> YOUR GOAL: Reproduce every record exactly as written.

> RECORDS FOR PROCESSING:
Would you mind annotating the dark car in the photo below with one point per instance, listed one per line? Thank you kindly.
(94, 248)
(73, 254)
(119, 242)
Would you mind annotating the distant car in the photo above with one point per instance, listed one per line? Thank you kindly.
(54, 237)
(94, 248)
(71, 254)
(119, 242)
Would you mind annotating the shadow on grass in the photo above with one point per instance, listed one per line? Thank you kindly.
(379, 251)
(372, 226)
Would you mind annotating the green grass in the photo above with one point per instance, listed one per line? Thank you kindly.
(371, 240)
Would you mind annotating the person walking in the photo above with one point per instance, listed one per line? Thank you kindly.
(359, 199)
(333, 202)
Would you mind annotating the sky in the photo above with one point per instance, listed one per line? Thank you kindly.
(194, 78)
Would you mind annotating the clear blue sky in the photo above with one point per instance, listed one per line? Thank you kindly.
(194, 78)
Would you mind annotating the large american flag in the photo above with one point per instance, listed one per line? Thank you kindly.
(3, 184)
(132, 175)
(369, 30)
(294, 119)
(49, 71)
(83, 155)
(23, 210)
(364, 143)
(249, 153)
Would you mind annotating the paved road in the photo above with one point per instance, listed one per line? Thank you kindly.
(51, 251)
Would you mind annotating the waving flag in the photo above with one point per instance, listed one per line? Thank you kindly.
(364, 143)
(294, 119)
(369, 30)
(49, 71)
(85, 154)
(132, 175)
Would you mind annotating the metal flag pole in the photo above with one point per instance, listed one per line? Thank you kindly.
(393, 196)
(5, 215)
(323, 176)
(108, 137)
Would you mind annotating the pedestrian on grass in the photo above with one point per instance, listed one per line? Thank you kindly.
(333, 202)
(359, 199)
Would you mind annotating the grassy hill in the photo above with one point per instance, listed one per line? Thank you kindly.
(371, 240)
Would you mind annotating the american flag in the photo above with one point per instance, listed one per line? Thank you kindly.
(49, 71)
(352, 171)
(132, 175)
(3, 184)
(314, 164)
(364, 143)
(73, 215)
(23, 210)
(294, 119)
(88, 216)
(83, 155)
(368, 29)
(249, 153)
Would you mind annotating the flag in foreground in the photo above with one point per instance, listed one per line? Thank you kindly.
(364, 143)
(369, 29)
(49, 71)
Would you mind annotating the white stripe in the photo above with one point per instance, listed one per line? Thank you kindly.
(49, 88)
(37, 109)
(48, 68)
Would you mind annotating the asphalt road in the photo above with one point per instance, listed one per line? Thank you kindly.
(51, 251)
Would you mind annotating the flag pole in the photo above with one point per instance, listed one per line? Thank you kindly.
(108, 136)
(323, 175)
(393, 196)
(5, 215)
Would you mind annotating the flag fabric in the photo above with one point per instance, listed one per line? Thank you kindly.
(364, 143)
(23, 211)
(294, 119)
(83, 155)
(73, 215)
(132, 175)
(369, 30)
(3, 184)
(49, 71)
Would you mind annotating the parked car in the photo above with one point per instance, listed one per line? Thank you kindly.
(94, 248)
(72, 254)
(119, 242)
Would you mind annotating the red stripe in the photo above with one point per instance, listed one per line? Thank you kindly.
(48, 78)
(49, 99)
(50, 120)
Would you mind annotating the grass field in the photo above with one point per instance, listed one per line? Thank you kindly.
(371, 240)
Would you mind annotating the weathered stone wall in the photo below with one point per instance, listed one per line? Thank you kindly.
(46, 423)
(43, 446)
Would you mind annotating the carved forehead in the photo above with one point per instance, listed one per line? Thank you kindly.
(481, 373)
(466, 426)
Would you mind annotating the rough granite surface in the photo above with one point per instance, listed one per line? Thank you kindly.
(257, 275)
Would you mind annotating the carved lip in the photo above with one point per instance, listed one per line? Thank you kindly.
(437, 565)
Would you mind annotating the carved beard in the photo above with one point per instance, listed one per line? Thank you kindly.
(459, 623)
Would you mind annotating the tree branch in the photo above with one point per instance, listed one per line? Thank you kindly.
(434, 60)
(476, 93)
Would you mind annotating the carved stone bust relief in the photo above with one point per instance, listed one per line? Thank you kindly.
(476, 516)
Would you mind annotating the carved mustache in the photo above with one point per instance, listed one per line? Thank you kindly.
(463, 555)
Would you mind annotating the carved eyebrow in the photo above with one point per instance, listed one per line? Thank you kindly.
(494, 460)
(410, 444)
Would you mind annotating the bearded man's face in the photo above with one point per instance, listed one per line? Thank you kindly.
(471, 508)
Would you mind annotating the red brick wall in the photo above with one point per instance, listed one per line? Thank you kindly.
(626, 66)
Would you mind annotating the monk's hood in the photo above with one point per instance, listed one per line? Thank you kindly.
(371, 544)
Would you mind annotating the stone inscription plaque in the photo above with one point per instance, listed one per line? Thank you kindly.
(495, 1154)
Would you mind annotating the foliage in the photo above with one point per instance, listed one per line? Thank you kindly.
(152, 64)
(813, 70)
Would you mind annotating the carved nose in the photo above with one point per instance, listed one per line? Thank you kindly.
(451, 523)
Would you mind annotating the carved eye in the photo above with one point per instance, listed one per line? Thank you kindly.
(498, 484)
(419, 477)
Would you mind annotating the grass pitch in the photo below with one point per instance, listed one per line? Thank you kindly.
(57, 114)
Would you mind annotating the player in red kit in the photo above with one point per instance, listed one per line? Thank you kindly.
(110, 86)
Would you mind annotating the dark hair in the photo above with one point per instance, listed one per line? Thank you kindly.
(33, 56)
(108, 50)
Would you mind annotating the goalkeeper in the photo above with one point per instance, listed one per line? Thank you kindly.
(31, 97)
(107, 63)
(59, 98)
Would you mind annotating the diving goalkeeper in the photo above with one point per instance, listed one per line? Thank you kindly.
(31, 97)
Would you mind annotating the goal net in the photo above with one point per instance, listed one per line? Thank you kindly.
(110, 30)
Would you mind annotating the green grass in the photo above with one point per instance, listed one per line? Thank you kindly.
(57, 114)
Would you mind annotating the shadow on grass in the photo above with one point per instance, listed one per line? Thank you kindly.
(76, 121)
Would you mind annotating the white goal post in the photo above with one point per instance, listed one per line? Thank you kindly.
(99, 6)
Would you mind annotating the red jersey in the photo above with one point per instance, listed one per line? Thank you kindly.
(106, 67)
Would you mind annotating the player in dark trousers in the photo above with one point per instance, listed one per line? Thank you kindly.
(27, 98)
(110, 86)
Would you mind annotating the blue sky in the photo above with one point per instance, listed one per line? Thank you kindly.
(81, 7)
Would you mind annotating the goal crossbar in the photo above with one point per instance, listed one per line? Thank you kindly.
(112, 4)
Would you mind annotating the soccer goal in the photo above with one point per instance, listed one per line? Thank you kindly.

> THE ANSWER:
Would you mind annotating the dark car in the photo below with one point per instance, listed one per line? Thank you kindly.
(94, 248)
(73, 254)
(119, 242)
Would you mind annotating the distant car in the photo above with one point per instance, listed one per line? Thank you kindly.
(54, 237)
(94, 248)
(71, 254)
(119, 242)
Would you mind annotating the shadow on grass in the photo above with one point per instance, listed one per line? Thank you kindly.
(379, 251)
(372, 226)
Would you mind annotating the green grass in the photo above with one point per instance, listed one per line? Thank you kindly.
(371, 240)
Would you mind annotating the person walking in the photo above with one point per instance, listed one per line? Thank you kindly.
(359, 199)
(333, 202)
Would you mind annotating the sky in the photo above with one point per instance, listed one per line? Thank you kindly.
(194, 78)
Would you mind annotating the clear blue sky in the photo above with one point per instance, listed one per line? Thank you kindly.
(194, 78)
Would you mind annotating the large american flag in the photo above with one point per instance, listed one per line? Thank you kindly.
(3, 184)
(132, 175)
(369, 30)
(294, 119)
(49, 71)
(83, 155)
(23, 210)
(364, 143)
(249, 153)
Would you mind annotating the paved road in the photo above with one point per instance, listed one per line? Thank you kindly.
(51, 251)
Would you mind annotating the waving flag in the photo above with one point per instance, listed one per line? Thank you kindly.
(364, 143)
(294, 119)
(369, 30)
(49, 71)
(85, 154)
(132, 175)
Would you mind annotating the metal flag pole in the photo above with one point per instance, listed one per line? Thank you kindly.
(393, 196)
(5, 215)
(323, 176)
(108, 137)
Would you mind annotating the pedestrian on grass in the photo above with one point per instance, listed one per line? Thank you kindly.
(333, 202)
(359, 199)
Would you mind annotating the grassy hill in the photo above with one point per instance, listed one per line? Thank you kindly.
(371, 240)
Would you mind annotating the american flag in the photo above with one point per instance, listed one per line? Thank you kindly.
(49, 71)
(352, 171)
(132, 175)
(3, 184)
(314, 164)
(364, 143)
(73, 215)
(23, 210)
(294, 119)
(88, 216)
(83, 155)
(368, 29)
(249, 153)
Would you mind annotating the flag in foreground in the photo above with one point per instance, listed one per line? Thank you kindly.
(364, 143)
(369, 29)
(49, 71)
Would you mind annotating the white stripe in the photo above with one point per instance, listed one per line? Thank you kindly.
(49, 88)
(37, 109)
(48, 68)
Would you mind annotating the asphalt road in the photo above with one point per instance, listed one per line? Thank you kindly.
(51, 251)
Would you mind annotating the flag pole in the photo above with one point per instance, listed one per line? Thank you kindly.
(108, 136)
(323, 175)
(393, 196)
(5, 215)
Would you mind annotating the flag fabric in the photo above with one point per instance, listed one per line? Thank you kindly.
(364, 143)
(23, 211)
(294, 119)
(83, 155)
(73, 215)
(132, 175)
(369, 30)
(3, 184)
(49, 71)
Would you mind annotating the parked car in the photo above with one point per instance, listed one per line? Thank you kindly.
(94, 248)
(72, 254)
(119, 242)
Would you mind annotating the red stripe in the photo above with one point per instance, listed one per line? Thank you kindly.
(48, 78)
(49, 99)
(50, 120)
Would you mind annotating the grass field in the photo above with one point per instance, listed one per line? Thank you kindly.
(371, 240)
Would you mind annotating the weathered stone wall in the photo below with one point per instance, listed one per line? Thank you kindly.
(46, 423)
(43, 446)
Would you mind annotating the carved forehead in the photo above with one point per instance, listed one per line? Thank you kindly.
(481, 373)
(466, 426)
Would you mind annotating the rough granite surface in the photo above with one point per instance, listed one per line? Thank you kindly.
(257, 275)
Would you mind annotating the carved lip in the photo above with one point per instance, listed one per line? Thank you kindly.
(437, 565)
Would you mind annotating the carved beard in the photo above with one point per instance, listed one per line? Thank you kindly.
(459, 623)
Would you mind annotating the tree branch in the photo above with one point per instance, listed one per line? Thank you kindly.
(434, 60)
(476, 93)
Would you mind annotating the carved stone bust relief in the photo above with one point per instance, listed one per line? Thank you kindly.
(476, 516)
Would you mind annotating the carved mustache in the photo above with one point per instance, listed one per line? Thank you kindly.
(463, 555)
Would you mind annotating the carved eyebrow in the photo above with one point per instance, listed one per line? Thank you kindly.
(494, 460)
(410, 444)
Would you mind annotating the bearded man's face in the photo above with one point per instance, listed one per line? Thank you kindly.
(471, 508)
Would you mind annotating the red brick wall in the photo above with one point per instance, listed one per line? Thank you kindly.
(626, 66)
Would you mind annotating the monk's hood in the photo above with one point per instance, listed one per line? Thank you kindly.
(371, 544)
Would you mind annotating the stone inscription plaque in the photo above with one point per instance, listed one per line? Thank you kindly.
(495, 1154)
Would you mind annotating the foliage in the photo above with one point per instance, listed one per line? Thank you kindly.
(152, 64)
(813, 70)
Would you mind annotating the carved nose in the photo above with one point per instance, listed one per line? Thank you kindly.
(451, 523)
Would you mind annotating the carved eye in the photo above with one point per instance, listed one per line? Thank you kindly.
(498, 484)
(419, 477)
Would you mind annotating the grass pitch in the photo below with one point per instance, listed one per line? Thank you kindly.
(57, 114)
Would you mind annotating the player in red kit in the photo above with one point per instance, listed one per line? Thank you kindly.
(110, 86)
Would you mind annotating the dark hair in the photo above with one point per instance, listed one per line? Thank you kindly.
(33, 56)
(108, 50)
Would you mind annotating the goalkeeper in the photo above with one point per instance, listed one per line? Thank you kindly.
(31, 97)
(107, 63)
(59, 98)
Would you mind annotating the diving goalkeeper in the photo above with one point per instance, listed one per line? Thank you kindly.
(31, 97)
Would you mind annotating the goal net in the photo above with one point per instance, listed one per line? Thank you kindly.
(110, 30)
Would you mind annotating the green grass in the photo above with one point per instance, listed one per line? Thank you kindly.
(57, 114)
Would you mind annotating the shadow on grass in the photo above with one point per instance, listed one per line? Thank you kindly.
(76, 121)
Would you mind annotating the white goal post in the photo above with one point per instance, listed one per line? Thank you kindly.
(99, 6)
Would you mind annotating the red jersey in the photo above with one point per instance, listed one per line? Thank you kindly.
(106, 67)
Would you mind annotating the player in dark trousers in the photo above with one point per instance, listed one per line? Thank you kindly.
(27, 98)
(110, 86)
Would you mind annotating the blue sky in the photo above with one point per instance, listed one per line? Thank you kindly.
(81, 7)
Would you mind annotating the goal crossbar in the photo above with one point per instance, listed one per line? Thank you kindly.
(112, 4)
Would you mind annotating the soccer goal in the photo above with one point per instance, listed one per line? Thank you kindly.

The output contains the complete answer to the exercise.